(Collected data)

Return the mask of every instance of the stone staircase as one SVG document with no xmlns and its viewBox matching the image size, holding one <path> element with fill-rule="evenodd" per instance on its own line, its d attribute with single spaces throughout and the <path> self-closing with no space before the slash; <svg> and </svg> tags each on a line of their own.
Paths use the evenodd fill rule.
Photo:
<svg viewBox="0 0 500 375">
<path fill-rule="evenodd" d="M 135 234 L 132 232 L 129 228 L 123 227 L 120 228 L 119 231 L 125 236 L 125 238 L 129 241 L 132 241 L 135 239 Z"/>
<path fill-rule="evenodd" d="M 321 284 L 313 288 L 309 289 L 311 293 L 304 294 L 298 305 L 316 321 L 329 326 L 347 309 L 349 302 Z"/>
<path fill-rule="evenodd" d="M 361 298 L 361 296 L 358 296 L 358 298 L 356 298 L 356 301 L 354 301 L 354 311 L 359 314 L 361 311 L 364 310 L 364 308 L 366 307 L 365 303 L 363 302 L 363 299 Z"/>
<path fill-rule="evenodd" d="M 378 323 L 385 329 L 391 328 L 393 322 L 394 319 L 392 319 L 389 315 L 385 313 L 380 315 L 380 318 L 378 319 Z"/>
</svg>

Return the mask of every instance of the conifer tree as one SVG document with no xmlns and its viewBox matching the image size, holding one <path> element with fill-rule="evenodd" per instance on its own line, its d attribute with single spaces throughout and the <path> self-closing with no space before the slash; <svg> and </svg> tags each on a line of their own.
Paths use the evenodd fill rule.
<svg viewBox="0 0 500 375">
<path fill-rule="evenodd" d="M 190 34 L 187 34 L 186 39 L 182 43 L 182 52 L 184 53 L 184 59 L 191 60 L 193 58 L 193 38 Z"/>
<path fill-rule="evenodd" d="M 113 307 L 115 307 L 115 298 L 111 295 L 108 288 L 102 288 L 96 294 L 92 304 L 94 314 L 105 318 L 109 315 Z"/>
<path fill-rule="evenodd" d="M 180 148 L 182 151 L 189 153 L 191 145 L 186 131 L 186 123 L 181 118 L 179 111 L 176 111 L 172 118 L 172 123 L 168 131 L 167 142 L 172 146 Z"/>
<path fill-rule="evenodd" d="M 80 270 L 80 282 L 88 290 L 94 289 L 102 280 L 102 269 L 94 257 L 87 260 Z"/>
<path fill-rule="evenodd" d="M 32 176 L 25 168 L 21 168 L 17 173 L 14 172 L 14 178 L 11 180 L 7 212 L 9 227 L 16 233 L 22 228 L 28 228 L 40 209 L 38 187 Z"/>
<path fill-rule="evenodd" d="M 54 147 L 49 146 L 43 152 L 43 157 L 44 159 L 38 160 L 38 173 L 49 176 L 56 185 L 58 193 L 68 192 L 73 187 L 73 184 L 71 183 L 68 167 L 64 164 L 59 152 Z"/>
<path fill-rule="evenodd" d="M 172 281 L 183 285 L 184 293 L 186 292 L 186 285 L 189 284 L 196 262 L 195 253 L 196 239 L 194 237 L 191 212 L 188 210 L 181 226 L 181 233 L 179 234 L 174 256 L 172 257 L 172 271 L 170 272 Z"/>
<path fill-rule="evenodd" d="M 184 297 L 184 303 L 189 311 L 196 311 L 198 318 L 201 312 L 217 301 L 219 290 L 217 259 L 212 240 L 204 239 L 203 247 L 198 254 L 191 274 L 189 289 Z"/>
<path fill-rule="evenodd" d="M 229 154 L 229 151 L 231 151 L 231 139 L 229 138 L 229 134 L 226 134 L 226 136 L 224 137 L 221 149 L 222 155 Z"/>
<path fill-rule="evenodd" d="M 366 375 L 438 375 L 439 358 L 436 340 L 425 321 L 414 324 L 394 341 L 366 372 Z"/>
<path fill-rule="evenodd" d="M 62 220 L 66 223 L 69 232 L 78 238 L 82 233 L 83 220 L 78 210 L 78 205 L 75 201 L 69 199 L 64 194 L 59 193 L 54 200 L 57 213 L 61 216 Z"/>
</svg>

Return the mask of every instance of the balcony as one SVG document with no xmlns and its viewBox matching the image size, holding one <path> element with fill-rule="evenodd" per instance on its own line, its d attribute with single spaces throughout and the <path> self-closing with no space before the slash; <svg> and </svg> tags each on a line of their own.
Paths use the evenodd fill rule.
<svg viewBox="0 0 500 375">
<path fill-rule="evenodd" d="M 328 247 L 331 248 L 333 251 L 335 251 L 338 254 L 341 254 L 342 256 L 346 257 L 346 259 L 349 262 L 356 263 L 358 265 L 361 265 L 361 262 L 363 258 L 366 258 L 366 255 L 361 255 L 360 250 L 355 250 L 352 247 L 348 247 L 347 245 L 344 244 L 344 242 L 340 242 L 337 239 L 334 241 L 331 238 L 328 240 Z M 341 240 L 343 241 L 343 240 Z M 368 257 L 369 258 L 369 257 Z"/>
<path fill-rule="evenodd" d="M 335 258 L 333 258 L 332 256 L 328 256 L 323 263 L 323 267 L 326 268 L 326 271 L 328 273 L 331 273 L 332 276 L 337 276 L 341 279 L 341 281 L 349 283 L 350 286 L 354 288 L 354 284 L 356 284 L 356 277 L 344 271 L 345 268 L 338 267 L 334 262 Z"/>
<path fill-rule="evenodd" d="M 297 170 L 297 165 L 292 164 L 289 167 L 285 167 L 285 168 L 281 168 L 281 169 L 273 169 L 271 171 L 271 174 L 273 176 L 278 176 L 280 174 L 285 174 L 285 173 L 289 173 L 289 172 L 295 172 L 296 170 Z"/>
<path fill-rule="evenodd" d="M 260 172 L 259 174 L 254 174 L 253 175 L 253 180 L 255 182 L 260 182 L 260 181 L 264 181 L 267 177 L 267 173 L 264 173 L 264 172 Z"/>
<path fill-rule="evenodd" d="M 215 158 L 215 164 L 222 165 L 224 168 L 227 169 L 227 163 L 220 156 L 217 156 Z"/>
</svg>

TASK PROMPT:
Every line above needs to be repeated exactly as shown.

TASK RESPONSE:
Return the mask of every instance of the stone staircase as one SVG document with no xmlns and its viewBox matching the image size, holding one <path> element with fill-rule="evenodd" per instance on its own line, its d attribute with single spaces throughout and the <path> self-closing with no space before the slash; <svg> and </svg> tags each on a line of their own.
Paths use the evenodd fill rule.
Photo:
<svg viewBox="0 0 500 375">
<path fill-rule="evenodd" d="M 135 234 L 132 232 L 129 228 L 123 227 L 120 228 L 119 231 L 125 236 L 125 238 L 129 241 L 132 241 L 135 239 Z"/>
<path fill-rule="evenodd" d="M 321 284 L 313 288 L 309 289 L 311 293 L 304 294 L 298 305 L 316 321 L 329 326 L 347 309 L 349 302 Z"/>
<path fill-rule="evenodd" d="M 361 298 L 361 296 L 358 296 L 358 298 L 356 298 L 356 301 L 354 301 L 354 311 L 359 314 L 361 311 L 364 310 L 364 308 L 366 307 L 365 303 L 363 302 L 363 299 Z"/>
<path fill-rule="evenodd" d="M 378 323 L 385 329 L 391 328 L 393 322 L 394 319 L 392 319 L 389 315 L 385 313 L 380 315 L 380 318 L 378 319 Z"/>
</svg>

Return the mask of every instance of the conifer tree as one SVG document with no xmlns and its viewBox matching the image size, holding one <path> element with fill-rule="evenodd" per instance on its own line, its d attribute with single spaces throughout and the <path> self-closing with no space before the slash; <svg> and </svg> tags each on a line of their own.
Paths use the evenodd fill rule.
<svg viewBox="0 0 500 375">
<path fill-rule="evenodd" d="M 190 34 L 187 34 L 186 39 L 182 43 L 182 52 L 184 53 L 184 59 L 191 60 L 193 58 L 193 38 Z"/>
<path fill-rule="evenodd" d="M 113 307 L 115 307 L 115 298 L 111 295 L 108 288 L 102 288 L 96 294 L 92 304 L 94 314 L 105 318 L 109 315 Z"/>
<path fill-rule="evenodd" d="M 180 148 L 182 151 L 189 153 L 191 145 L 186 131 L 186 123 L 181 118 L 179 111 L 176 111 L 172 118 L 172 123 L 168 131 L 167 142 L 172 146 Z"/>
<path fill-rule="evenodd" d="M 80 270 L 80 282 L 88 290 L 94 289 L 102 280 L 102 269 L 94 257 L 87 260 Z"/>
<path fill-rule="evenodd" d="M 32 176 L 25 168 L 21 168 L 17 173 L 14 172 L 14 178 L 11 180 L 7 212 L 9 227 L 16 233 L 22 228 L 28 228 L 40 209 L 38 187 Z"/>
<path fill-rule="evenodd" d="M 54 147 L 49 146 L 43 152 L 43 157 L 44 159 L 38 160 L 38 173 L 49 176 L 56 185 L 58 193 L 68 192 L 73 187 L 73 184 L 71 183 L 68 167 L 64 164 L 59 152 Z"/>
<path fill-rule="evenodd" d="M 172 281 L 183 285 L 184 293 L 186 292 L 186 285 L 189 284 L 196 262 L 195 253 L 196 239 L 194 237 L 191 212 L 188 210 L 181 226 L 181 233 L 179 234 L 174 256 L 172 257 L 172 271 L 170 272 Z"/>
<path fill-rule="evenodd" d="M 184 297 L 184 303 L 189 311 L 196 311 L 198 318 L 201 312 L 217 301 L 219 290 L 217 259 L 212 240 L 204 239 L 203 247 L 198 254 L 191 274 L 189 289 Z"/>
<path fill-rule="evenodd" d="M 229 154 L 229 151 L 231 151 L 231 139 L 229 138 L 229 134 L 226 134 L 226 136 L 224 137 L 221 149 L 222 155 Z"/>
<path fill-rule="evenodd" d="M 366 375 L 438 375 L 439 358 L 436 340 L 425 321 L 414 324 L 394 341 L 366 372 Z"/>
<path fill-rule="evenodd" d="M 62 220 L 66 223 L 69 232 L 78 238 L 82 233 L 83 220 L 78 210 L 78 205 L 75 201 L 69 199 L 64 194 L 59 193 L 54 200 L 57 213 L 61 216 Z"/>
</svg>

Return the mask of every instance of the balcony as one SVG document with no xmlns and its viewBox matching the image size, holding one <path> element with fill-rule="evenodd" per instance on its own line, its d attribute with single spaces throughout and the <path> self-closing with no space before the slash; <svg> and </svg> tags each on a line of their own.
Paths use the evenodd fill rule.
<svg viewBox="0 0 500 375">
<path fill-rule="evenodd" d="M 328 247 L 331 248 L 333 251 L 335 251 L 338 254 L 341 254 L 342 256 L 346 257 L 346 259 L 349 262 L 356 263 L 358 265 L 361 265 L 361 262 L 363 258 L 366 258 L 366 255 L 361 255 L 360 250 L 355 250 L 352 247 L 348 247 L 347 245 L 344 244 L 344 242 L 340 242 L 337 239 L 334 241 L 331 238 L 328 240 Z M 341 240 L 343 241 L 343 240 Z M 368 257 L 369 258 L 369 257 Z"/>
<path fill-rule="evenodd" d="M 335 258 L 333 258 L 332 256 L 328 256 L 323 263 L 323 267 L 326 268 L 326 271 L 328 273 L 331 273 L 332 276 L 337 276 L 341 279 L 341 281 L 349 283 L 350 286 L 354 288 L 354 284 L 356 284 L 356 277 L 344 271 L 345 268 L 338 267 L 334 262 Z"/>
<path fill-rule="evenodd" d="M 297 170 L 297 165 L 292 164 L 289 167 L 285 167 L 285 168 L 281 168 L 281 169 L 273 169 L 271 171 L 271 174 L 273 176 L 278 176 L 280 174 L 285 174 L 285 173 L 289 173 L 289 172 L 295 172 L 296 170 Z"/>
<path fill-rule="evenodd" d="M 260 172 L 259 174 L 254 174 L 253 175 L 253 180 L 255 182 L 260 182 L 260 181 L 264 181 L 267 177 L 267 173 L 264 173 L 264 172 Z"/>
<path fill-rule="evenodd" d="M 215 158 L 215 164 L 222 165 L 224 168 L 227 169 L 227 163 L 220 156 L 217 156 Z"/>
</svg>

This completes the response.